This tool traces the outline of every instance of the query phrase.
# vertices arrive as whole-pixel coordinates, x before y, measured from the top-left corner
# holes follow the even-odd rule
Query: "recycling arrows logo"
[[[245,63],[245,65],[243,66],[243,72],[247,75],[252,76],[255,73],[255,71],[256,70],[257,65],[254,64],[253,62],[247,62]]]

═══

**WORK REQUIRED**
Please return each line of the records that contains the word "instance".

**SOLUTION TO THE PROBLEM**
This tool traces the outline of every instance of the query phrase.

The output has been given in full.